→ WRITTEN PROBLEM
Can you put the entries below into a numbered list, leaving out any blank lines?

→ RECORD LIST
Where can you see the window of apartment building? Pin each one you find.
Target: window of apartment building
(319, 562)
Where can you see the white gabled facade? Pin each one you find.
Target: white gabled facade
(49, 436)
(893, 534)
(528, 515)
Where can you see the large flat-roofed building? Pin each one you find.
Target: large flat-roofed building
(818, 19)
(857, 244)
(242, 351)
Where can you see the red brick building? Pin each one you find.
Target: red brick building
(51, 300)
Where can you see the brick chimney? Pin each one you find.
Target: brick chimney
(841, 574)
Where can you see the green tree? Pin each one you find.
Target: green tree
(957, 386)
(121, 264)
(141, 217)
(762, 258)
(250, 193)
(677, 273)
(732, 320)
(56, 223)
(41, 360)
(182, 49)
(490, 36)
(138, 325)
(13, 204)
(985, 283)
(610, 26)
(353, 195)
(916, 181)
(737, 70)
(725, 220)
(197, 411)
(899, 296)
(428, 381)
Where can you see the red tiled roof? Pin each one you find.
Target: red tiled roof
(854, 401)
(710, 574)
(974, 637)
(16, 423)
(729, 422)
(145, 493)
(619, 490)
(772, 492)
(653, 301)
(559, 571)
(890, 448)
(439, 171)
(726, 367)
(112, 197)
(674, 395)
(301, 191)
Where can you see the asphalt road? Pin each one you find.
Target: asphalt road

→ ANSWER TO THIS PROBLEM
1. Where can you see the window of apartment building? Pin each one you find.
2. Target: window of apartment building
3. (319, 562)
4. Where can you see the white gabled facade? Pin each one you find.
5. Target: white gabled facade
6. (49, 436)
7. (893, 534)
8. (528, 515)
9. Where can you see the large flat-roofed building? Pin each one you find.
10. Target: large flat-roofed building
11. (818, 19)
12. (857, 244)
13. (242, 351)
14. Where can you see the red brick building? Pin each one you find.
15. Target: red brick building
16. (51, 300)
17. Where can you see the brick chimney? Pin each one you find.
18. Target: brick chimney
19. (841, 574)
20. Where can you see the green tree? Pin each one you find.
21. Target: green tree
22. (957, 386)
23. (121, 264)
24. (141, 217)
25. (762, 258)
26. (250, 193)
27. (677, 273)
28. (732, 320)
29. (56, 223)
30. (41, 360)
31. (182, 49)
32. (490, 36)
33. (138, 325)
34. (13, 204)
35. (985, 283)
36. (610, 26)
37. (353, 195)
38. (916, 181)
39. (737, 70)
40. (725, 220)
41. (197, 411)
42. (899, 296)
43. (428, 381)
44. Where can you see the red tiled roof? Pin each one you find.
45. Target: red tiled roof
46. (854, 401)
47. (710, 574)
48. (974, 637)
49. (16, 423)
50. (729, 422)
51. (145, 493)
52. (619, 490)
53. (772, 492)
54. (653, 301)
55. (559, 571)
56. (890, 448)
57. (439, 171)
58. (726, 367)
59. (112, 197)
60. (674, 395)
61. (301, 191)
62. Where can you see the asphalt road? Pin each one you find.
63. Target: asphalt road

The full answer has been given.